Ricerc@Sapienza

The Internet-of-Things (IoT) relies on a large number of sensors, actuators, processing units and networking units capable of giving services that could not be implemented otherwise.
An important requirement is the dynamic extendability of the network structure (adding nodes) and of the applications offered by the network (adding services).
The particular deployment of many IoT implementations requires energy efficiency maximization, while guaranteeing the required quality of service and the dynamic extendability. In fact, the IoT relies on the possibility of demanding data processing to centralized servers of even data-centers (cloud computing); yet, in order to maximize energy efficiency, local processing close to the sensors is pursued in present implementations (edge-computing), thus requiring ad-hoc computing resources in the edge-nodes.
The proposed project aims at developing an adaptable edge-computing node hardware architecture, featuring near-sensor reconfigurable signal processing acceleration units and memory units, along with the possibility of sharing computational workloads (i.e. program code and data) with other nodes and only ultimately with the cloud. The policy for defining the optimal microarchitecture, circuit and workload sharing parameters will be based on Artificial-Intelligence (AI) decision algorithms explored within the project, with genetic algorithms and support vector machine algorithm as first candidates.
The adaptability of the edge-node hardware architecture to the dynamic modification of the application and of the network composition is a key innovation. The innovation potential of the project is threefold: implementation of reconfigurable hardware microarchitecture in edge-computing nodes, implementation of workload sharing capability as an additional parameter in nodes' architecture reconfigurability, and the application of AI algorithms to tailor the configuration to the (dynamically changing) target application.

○ ○ ○ ○ ○

#### Work to complete:
#1 Summarize the IoT edge-computing project description in two sentences.
#2 According to the IoT edge-computing project description, which algorithms are the first candidates for the AI decision algorithms?
#3 In the IoT edge-computing project description, repeat word for word the stretch from "An important requirement" through "network (adding services).".

#### The data:
○ ○ ○ ○ ○

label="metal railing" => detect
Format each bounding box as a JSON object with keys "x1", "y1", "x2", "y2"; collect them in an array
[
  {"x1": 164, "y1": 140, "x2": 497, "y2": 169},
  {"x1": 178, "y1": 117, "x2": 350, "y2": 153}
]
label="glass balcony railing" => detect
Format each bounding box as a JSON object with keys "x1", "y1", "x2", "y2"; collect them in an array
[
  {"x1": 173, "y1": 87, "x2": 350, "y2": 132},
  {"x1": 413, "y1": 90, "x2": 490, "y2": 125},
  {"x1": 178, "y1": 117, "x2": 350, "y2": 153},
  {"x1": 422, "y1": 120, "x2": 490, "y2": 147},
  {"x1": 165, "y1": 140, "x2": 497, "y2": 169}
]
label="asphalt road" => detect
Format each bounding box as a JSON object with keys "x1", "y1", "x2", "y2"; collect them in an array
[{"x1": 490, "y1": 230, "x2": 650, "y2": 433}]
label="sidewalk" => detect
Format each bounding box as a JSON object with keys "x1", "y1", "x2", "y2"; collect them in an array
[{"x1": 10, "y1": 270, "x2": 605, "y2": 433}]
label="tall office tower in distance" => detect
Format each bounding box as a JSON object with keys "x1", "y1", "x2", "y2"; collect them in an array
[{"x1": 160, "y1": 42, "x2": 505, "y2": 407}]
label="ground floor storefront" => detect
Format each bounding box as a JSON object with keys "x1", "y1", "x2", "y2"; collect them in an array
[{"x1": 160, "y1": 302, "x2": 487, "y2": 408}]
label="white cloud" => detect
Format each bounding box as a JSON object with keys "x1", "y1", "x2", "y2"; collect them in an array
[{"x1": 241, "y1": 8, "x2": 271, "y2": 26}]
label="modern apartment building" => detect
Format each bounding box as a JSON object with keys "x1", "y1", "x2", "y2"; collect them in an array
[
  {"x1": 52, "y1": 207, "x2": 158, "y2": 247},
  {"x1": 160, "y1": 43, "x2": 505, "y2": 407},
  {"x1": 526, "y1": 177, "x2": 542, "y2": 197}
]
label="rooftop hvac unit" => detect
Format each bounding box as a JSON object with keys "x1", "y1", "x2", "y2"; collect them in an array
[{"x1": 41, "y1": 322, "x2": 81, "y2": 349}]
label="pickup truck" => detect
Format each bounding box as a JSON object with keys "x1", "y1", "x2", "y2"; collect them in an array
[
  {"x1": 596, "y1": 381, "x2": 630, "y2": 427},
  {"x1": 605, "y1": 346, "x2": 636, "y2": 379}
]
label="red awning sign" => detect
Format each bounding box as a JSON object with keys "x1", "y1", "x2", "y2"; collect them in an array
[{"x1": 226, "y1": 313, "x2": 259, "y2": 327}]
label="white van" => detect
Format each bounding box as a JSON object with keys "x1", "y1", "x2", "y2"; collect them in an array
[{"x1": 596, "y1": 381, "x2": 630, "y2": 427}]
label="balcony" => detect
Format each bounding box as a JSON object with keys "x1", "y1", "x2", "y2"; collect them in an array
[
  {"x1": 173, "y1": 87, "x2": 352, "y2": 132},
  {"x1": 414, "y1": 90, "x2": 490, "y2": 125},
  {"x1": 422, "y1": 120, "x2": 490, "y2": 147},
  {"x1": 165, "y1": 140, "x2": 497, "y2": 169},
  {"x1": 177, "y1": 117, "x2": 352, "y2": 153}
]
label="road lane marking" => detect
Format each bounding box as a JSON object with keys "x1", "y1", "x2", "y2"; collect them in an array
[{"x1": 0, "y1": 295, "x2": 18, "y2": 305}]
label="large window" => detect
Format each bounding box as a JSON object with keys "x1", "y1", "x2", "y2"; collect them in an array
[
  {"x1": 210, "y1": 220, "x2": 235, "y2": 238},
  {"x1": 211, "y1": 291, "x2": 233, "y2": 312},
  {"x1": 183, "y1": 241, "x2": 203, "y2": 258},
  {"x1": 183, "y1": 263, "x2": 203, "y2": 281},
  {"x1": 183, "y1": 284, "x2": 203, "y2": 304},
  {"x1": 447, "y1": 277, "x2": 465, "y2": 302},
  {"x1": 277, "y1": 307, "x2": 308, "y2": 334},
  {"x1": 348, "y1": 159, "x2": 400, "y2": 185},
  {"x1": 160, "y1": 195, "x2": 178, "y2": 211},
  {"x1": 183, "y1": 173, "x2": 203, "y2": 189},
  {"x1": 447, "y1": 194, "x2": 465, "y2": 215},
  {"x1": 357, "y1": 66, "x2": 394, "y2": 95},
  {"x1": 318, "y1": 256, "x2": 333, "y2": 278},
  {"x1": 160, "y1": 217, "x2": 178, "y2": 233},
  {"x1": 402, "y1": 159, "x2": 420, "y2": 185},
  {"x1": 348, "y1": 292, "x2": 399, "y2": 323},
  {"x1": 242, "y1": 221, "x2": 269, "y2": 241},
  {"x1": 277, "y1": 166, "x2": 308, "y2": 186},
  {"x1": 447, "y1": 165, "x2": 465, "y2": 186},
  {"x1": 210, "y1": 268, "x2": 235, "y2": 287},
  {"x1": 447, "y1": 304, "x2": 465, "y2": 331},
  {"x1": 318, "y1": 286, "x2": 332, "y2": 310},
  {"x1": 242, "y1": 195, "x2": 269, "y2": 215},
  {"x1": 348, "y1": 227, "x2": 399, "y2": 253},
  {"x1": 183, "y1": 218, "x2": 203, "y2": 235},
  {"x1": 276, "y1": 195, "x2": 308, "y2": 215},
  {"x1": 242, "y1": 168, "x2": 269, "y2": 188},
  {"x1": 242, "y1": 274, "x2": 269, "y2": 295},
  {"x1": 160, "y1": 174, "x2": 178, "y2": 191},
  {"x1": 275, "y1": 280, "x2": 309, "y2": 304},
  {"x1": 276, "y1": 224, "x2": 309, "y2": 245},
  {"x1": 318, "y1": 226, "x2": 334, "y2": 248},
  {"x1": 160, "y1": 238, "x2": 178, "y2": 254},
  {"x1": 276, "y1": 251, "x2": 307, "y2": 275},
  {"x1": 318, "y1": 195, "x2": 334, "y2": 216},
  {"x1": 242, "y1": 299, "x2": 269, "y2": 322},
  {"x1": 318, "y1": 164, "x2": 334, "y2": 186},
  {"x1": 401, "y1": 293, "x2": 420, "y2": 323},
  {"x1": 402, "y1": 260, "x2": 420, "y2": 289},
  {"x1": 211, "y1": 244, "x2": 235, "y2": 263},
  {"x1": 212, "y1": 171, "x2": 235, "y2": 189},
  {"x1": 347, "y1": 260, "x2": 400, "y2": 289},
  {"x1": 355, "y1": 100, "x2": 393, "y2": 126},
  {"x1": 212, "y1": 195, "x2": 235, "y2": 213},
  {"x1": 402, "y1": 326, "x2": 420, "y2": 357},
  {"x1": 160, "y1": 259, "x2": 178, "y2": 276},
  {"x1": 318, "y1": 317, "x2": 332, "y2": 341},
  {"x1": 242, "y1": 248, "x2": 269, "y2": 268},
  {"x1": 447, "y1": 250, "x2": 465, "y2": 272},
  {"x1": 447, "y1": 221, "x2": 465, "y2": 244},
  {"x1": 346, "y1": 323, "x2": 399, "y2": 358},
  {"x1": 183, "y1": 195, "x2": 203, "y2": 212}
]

○ ○ ○ ○ ○

#### Results for the exercise:
#1 The Internet-of-Things needs dynamic extendability and maximum energy efficiency, so present implementations process data locally close to the sensors (edge-computing), which requires ad-hoc computing resources in the edge-nodes. The proposed project aims to develop an adaptable edge-computing node hardware architecture with near-sensor reconfigurable signal processing acceleration units and memory units and the ability to share workloads with other nodes and ultimately with the cloud, with its configuration decided by Artificial-Intelligence algorithms.

#2 Genetic algorithms and the support vector machine algorithm.

#3
An important requirement is the dynamic extendability of the network structure (adding nodes) and of the applications offered by the network (adding services).